◆ КОРОТКОЕ ЗАДАНИЕ 1
Перепишите дословно фрагмент текста о взятии Корсуни: всё, начиная с «По крайней мере» и вплоть до «отряды подобные варяжским.».
◆ КОРОТКОЕ ЗАДАНИЕ 2
В каком году, согласно тексту о взятии Корсуни, рядом с развалинами античного Херсонеса основали Севастополь?

◆ ИСХОДНЫЙ ТЕКСТ
╭──
Далее последовала расправа с жителями города:

«А князя корсунского и с княгинею поймал, а дщерь их к себе взял в шатер, а князя и княгиню привязал у шатерной сохи и с дщерию их пред ними беззаконство сотворил. И по трех днях повелел князя и княгиню убить, а дщерь их за боярина Ижберна дал со многим имением, а в Корсуни наместником его поставил…»

Возможно в этом эпизоде автор Жития хотел подчеркнуть варварство русского князя, который просветлел духом только после крещения, однако в данном случае Владимир скопировал образ своих предыдущих действий по отношению к полоцкому князю Рогволоду и его дочери Рогнеде. Захватив Корсунь, Владимир отправил в Царьград посольство во главе с военачальником Олегом и варягом Ждберном. Эти персонажи не известны по другим источникам.

Таким образом, «Житие особого состава», несмотря на противоречия с другими источниками, передаёт историю падения Корсуни более реалистично и с большими подробностями, чем «ПВЛ». Однако историков настораживает не ясная версия с «земляным путём», по которому в город экипажами кораблей доставлялись вода и продовольствие. Версия «ПВЛ» с перекопанным водопроводом очевидна, хотя не вполне понятна зависимость крупной, хорошо укреплённой крепости от внешнего водопровода, расположение которого не могло долго храниться в тайне от врага.

Историки не исключают, что обе истории захвата Корсуни имеют под собой реальную основу, и наряду с исторически достоверным Анастасом, вошедшим в доверие к Владимиру после падения города, одновременно действовал варяг Ждберн, которому сподручнее было выпустить стрелу в сторону осаждавших и переговариваться с ними на одном языке.

После похода

По крайней мере до 1000 года русский контингент[13], посланный Владимиром на помощь Византии, сражался в разных краях обширной империи. Известно о русах в составе греческого войска и позже, однако это уже были чисто наёмные отряды подобные варяжским.

После захвата Корсуни следующая русско-византийская война произошла спустя 55 лет в 1043 году при сыне Владимира киевском князе Ярославе. Около 1024 года, в смутное время борьбы за власть на Руси, отмечен набег русской вольницы на византийские острова в Эгейском море, но все 800 русских воинов были перебиты на Лемносе.

Город Корсунь после русского набега продолжал жить и поддерживать связи с Киевской Русью, однако постепенно угасал с ослаблением Византийской империи. В XII веке торговлю на Чёрном море захватили итальянские республики Венеция и Генуя, а в 1399 году город в очередной раз был разрушен татарами, после чего так и не оправился. После присоединения Крыма к России рядом с развалинами античного Херсонеса в 1783 году был основан Севастополь, который вскоре поглотил городище.
╰──
◆ ПРЕДОСТАВЛЕННЫЕ ЗАПИСИ
╭──
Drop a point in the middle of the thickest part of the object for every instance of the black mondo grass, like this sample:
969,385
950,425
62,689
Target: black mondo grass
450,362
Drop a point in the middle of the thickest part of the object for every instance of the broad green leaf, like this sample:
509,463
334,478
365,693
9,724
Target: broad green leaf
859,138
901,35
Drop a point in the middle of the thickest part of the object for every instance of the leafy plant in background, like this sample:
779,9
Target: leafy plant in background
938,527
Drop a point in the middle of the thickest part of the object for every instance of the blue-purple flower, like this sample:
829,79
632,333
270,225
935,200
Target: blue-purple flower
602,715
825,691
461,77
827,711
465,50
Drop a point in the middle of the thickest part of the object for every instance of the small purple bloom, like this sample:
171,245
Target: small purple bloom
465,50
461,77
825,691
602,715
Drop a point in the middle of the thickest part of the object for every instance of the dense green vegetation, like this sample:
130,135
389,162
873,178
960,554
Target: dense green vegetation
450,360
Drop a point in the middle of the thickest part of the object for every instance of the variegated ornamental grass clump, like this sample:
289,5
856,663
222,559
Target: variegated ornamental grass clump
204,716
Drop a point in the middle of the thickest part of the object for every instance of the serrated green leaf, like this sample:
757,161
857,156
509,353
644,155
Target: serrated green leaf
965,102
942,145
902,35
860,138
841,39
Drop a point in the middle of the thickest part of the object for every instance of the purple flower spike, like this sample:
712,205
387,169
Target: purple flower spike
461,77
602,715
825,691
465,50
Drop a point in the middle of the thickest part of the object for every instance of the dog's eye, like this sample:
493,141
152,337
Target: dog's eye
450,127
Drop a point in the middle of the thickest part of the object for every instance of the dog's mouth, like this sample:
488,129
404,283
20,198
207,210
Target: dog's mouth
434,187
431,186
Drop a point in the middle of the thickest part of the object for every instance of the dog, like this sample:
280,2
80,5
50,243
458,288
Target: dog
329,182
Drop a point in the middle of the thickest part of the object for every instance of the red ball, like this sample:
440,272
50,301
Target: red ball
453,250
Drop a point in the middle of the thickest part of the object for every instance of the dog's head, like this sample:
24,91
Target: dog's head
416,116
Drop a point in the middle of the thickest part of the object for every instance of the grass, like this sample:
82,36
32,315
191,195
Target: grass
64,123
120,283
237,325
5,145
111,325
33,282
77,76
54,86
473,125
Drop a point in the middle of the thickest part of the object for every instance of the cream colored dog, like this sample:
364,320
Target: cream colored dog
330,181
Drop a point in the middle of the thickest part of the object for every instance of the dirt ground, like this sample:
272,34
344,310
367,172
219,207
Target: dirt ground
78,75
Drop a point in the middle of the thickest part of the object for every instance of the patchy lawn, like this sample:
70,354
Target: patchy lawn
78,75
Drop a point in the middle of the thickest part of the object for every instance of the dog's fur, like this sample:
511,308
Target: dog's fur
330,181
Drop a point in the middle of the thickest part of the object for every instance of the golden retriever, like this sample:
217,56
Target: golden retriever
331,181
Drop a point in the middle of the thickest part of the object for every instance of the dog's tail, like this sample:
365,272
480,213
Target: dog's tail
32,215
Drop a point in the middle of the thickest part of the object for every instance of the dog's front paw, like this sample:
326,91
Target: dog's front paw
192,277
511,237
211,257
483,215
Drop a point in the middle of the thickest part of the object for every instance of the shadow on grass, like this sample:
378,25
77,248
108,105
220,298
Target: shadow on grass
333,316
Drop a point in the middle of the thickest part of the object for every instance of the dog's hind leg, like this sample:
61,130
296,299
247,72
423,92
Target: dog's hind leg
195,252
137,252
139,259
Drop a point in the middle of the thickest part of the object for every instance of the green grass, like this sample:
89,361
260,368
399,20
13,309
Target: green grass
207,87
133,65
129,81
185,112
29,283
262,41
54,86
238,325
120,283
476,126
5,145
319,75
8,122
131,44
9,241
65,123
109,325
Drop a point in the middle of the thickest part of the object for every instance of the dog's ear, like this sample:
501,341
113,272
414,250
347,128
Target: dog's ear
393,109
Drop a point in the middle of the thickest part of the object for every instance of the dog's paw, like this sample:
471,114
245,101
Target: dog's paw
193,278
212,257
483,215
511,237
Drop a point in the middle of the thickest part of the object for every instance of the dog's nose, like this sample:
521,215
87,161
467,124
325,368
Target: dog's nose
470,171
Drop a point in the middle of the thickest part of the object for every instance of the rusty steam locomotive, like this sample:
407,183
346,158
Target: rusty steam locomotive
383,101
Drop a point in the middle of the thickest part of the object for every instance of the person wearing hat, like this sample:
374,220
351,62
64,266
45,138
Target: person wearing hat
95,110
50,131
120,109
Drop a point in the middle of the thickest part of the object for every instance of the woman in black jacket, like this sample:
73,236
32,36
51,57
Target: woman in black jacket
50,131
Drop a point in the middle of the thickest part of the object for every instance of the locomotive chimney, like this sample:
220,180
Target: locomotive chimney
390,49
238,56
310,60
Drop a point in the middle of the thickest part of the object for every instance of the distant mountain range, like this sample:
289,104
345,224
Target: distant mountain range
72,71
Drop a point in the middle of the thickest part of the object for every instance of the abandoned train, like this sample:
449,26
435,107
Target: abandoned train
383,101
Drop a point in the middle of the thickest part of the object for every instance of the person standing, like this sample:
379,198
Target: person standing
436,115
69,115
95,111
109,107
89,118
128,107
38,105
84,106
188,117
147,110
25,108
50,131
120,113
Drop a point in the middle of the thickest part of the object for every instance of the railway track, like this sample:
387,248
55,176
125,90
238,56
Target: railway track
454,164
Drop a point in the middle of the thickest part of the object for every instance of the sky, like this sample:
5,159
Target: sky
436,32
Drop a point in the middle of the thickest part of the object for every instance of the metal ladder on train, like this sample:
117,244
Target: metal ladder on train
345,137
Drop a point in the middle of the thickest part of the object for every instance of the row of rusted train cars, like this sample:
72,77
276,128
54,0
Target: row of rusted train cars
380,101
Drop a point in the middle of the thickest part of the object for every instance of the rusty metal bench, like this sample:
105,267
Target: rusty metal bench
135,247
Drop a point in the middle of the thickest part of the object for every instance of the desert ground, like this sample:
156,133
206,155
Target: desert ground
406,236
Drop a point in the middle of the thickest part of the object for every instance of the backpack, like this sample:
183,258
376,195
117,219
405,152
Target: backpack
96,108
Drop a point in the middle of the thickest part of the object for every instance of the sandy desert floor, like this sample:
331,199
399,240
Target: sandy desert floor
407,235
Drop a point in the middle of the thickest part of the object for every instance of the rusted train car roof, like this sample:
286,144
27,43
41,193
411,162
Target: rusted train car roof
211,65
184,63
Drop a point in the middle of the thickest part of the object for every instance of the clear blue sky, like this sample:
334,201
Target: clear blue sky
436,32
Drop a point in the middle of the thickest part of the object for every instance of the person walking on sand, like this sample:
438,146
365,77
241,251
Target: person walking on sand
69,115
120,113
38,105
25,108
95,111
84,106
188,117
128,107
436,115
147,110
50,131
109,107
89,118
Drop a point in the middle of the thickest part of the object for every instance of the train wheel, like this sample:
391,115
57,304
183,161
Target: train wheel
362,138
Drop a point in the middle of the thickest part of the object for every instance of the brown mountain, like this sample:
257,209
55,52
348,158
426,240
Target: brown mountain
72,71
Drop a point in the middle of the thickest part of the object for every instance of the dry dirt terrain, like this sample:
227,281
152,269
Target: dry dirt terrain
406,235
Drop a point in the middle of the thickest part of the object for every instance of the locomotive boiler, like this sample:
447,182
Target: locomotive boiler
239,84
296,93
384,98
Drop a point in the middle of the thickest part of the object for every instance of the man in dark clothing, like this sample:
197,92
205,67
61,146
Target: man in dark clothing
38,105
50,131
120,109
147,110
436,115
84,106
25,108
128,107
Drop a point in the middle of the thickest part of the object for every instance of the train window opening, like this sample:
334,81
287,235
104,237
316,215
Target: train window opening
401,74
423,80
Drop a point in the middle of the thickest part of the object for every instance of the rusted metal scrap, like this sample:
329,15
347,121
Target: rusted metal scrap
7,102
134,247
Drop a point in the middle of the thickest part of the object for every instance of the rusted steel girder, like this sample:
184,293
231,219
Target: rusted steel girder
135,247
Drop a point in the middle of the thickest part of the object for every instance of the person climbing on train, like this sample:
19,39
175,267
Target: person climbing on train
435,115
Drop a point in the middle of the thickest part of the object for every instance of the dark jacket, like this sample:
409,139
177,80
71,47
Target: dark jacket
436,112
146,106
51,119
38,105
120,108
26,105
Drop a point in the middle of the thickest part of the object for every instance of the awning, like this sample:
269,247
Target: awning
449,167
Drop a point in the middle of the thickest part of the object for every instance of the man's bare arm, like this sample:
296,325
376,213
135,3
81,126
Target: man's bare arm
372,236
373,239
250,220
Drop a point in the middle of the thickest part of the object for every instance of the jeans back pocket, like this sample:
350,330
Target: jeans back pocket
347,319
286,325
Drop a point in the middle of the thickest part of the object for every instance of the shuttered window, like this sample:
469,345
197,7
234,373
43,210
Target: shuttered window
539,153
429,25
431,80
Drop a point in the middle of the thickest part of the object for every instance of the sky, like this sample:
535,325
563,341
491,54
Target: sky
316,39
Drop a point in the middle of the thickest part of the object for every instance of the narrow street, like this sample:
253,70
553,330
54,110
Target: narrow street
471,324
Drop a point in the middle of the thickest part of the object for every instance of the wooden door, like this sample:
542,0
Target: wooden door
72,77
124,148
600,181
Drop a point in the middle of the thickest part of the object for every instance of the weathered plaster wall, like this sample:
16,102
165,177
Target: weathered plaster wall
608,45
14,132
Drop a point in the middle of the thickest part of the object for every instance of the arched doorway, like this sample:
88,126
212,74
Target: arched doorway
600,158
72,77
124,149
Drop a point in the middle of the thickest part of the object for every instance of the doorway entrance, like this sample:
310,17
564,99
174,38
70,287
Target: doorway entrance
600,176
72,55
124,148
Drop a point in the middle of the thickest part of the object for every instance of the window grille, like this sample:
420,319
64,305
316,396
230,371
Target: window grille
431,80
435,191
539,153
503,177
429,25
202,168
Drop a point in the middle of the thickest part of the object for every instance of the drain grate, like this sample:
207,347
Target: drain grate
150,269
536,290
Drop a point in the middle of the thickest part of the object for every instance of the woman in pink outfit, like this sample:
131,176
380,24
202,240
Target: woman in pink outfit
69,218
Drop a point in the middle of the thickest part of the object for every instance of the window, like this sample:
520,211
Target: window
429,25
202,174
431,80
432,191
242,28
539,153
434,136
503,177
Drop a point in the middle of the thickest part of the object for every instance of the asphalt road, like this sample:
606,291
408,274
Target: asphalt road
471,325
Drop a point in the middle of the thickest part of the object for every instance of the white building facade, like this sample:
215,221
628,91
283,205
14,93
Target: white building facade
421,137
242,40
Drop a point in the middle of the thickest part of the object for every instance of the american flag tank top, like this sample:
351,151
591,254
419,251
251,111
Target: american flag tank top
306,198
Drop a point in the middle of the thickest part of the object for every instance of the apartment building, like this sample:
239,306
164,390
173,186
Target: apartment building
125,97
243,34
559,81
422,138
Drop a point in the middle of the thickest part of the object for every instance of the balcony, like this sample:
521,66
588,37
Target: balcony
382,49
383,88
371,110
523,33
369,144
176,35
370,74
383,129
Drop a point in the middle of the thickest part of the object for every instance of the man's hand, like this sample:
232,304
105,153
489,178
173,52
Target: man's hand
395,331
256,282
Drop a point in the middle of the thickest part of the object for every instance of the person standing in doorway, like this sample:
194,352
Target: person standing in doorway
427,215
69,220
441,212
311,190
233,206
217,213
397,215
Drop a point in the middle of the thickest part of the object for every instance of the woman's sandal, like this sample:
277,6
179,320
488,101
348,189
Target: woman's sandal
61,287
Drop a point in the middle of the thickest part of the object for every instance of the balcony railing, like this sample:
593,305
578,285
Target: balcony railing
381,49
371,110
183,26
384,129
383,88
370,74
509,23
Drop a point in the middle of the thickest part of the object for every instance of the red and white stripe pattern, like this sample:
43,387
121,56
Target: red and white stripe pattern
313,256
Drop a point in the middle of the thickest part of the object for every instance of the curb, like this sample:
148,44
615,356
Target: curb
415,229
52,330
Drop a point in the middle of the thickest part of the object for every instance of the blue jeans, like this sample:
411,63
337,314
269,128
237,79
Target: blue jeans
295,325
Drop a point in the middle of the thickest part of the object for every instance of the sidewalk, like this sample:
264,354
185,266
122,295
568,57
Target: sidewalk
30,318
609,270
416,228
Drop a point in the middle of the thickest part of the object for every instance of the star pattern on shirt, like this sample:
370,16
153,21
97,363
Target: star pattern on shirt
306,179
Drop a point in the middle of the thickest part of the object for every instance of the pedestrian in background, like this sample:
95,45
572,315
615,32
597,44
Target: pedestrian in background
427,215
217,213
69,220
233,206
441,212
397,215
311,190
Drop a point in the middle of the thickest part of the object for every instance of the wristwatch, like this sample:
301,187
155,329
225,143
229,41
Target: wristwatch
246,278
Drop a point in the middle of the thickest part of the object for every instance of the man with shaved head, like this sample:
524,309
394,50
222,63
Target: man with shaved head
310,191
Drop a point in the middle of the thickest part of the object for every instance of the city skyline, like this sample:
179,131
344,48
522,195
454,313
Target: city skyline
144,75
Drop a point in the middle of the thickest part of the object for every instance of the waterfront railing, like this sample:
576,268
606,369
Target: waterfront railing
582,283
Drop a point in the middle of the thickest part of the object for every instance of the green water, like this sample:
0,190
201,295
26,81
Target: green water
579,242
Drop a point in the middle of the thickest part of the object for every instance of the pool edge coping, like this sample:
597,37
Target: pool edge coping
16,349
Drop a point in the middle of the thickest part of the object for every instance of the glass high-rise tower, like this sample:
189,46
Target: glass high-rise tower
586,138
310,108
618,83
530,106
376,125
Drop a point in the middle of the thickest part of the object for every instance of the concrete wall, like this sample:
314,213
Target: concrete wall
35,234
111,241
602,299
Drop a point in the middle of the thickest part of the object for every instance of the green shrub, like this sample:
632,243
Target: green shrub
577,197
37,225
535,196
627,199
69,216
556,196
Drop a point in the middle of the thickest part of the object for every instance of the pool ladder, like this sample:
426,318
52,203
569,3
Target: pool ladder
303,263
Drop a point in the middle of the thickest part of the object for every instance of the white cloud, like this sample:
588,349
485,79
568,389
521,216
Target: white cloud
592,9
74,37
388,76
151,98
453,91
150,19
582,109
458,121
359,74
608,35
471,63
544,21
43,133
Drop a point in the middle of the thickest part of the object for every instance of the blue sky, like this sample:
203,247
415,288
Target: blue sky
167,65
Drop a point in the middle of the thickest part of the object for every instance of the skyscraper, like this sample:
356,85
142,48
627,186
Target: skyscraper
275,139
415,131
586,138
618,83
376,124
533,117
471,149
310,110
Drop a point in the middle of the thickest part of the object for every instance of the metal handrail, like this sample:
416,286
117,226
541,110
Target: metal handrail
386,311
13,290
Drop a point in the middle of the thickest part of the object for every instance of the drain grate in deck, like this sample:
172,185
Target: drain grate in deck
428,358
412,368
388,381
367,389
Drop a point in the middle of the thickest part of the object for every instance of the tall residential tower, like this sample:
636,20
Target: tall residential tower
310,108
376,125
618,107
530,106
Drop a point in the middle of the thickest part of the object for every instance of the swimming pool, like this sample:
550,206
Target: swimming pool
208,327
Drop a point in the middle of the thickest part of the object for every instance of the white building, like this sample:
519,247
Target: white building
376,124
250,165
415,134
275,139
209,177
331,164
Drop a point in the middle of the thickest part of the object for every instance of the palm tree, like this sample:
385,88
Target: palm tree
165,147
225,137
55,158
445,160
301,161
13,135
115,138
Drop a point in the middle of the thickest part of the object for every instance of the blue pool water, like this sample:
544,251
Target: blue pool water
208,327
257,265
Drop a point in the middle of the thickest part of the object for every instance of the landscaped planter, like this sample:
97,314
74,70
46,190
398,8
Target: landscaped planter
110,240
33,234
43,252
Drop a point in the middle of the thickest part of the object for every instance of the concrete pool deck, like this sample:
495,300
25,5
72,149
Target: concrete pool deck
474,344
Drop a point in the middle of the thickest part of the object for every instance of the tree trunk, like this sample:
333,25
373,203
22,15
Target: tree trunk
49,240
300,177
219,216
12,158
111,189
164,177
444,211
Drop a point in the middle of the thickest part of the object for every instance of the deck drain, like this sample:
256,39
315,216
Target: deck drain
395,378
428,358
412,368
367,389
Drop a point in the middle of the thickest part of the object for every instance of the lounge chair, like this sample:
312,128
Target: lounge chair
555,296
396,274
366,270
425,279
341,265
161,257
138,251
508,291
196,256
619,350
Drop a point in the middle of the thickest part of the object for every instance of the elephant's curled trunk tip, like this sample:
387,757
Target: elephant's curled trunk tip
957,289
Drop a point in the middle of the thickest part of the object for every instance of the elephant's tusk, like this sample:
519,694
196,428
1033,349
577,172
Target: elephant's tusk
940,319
╰──
◆ ОТВЕТ 1
По крайней мере до 1000 года русский контингент[13], посланный Владимиром на помощь Византии, сражался в разных краях обширной империи. Известно о русах в составе греческого войска и позже, однако это уже были чисто наёмные отряды подобные варяжским.

◆ ОТВЕТ 2
В 1783 году.